▶ Given passage
━━━━━━

This book picks up five years after Parable of the Sower: Acorn is a settled community, not large but flourishing and prosperous. Earthseed is growing as a movement and Oamina and Bankole are expecting a baby. But, in the wider world, the United States has elected a Christian American minister and facist as a president — someone who believes that all vagrants, homeless, and heathens should be “reeducated” and their children taken away and raised by Good Christian families. Once he’s elected, he backs off, but there is a movement –Jarrett’s Crusaders — that takes it upon itself (without consequences) to follow Jarrett’s philosophies. They attack Acorn, take away the children (including Olamina’s 2 month old baby) and enslave the rest of the adults. It’s a pretty horrific section, reminiscent of the Nazi Concentration camps (and made me ashamed to identify as a Christian though I understand these people were Not Really Christian.) Eventually, Olamina escapes and then spends the rest of the book looking for her child and restarting her Earthseed movement.

━━━━━━

▶ Dataset records
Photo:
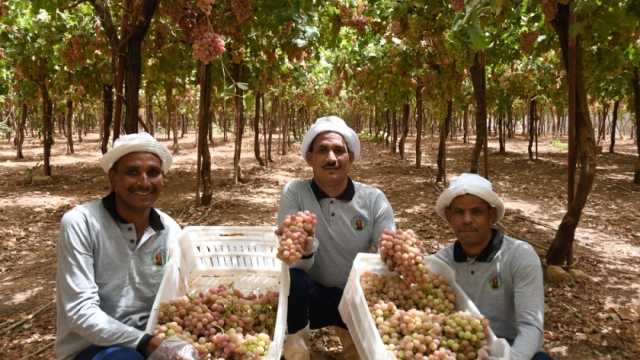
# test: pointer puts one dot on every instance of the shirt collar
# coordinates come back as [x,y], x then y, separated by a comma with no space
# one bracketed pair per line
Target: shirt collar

━━━━━━

▶ Problems
• 1. Condense the paragraph of the review that begins "This book picks up five years after" into a bulleted list, keeping its main facts.
• 2. Edit the entry above, replacing "shirt collar" with "jacket collar" wherever it occurs and leaving everything else unchanged. Leave the picture out of your answer.

▶ Per-task outputs
• 1.
- The book is set five years after Parable of the Sower. Acorn is a small but flourishing and prosperous community.
- Earthseed is growing as a movement, and Olamina and Bankole are expecting a baby.
- The United States has elected a Christian minister as president. He believes vagrants, homeless people, and heathens should be "reeducated" and their children raised by Christian families.
- After his election he backs off, but a movement called Jarrett's Crusaders acts on his philosophies without consequences.
- The Crusaders attack Acorn, take the children (including Olamina's 2-month-old baby), and enslave the adults. The reviewer finds this section horrific and compares it to the Nazi concentration camps.
- Olamina eventually escapes. She spends the rest of the book searching for her child and restarting Earthseed.

• 2.
Photo:
# test: pointer puts one dot on every instance of the jacket collar
# coordinates come back as [x,y], x then y, separated by a comma with no space
# one bracketed pair per line
Target: jacket collar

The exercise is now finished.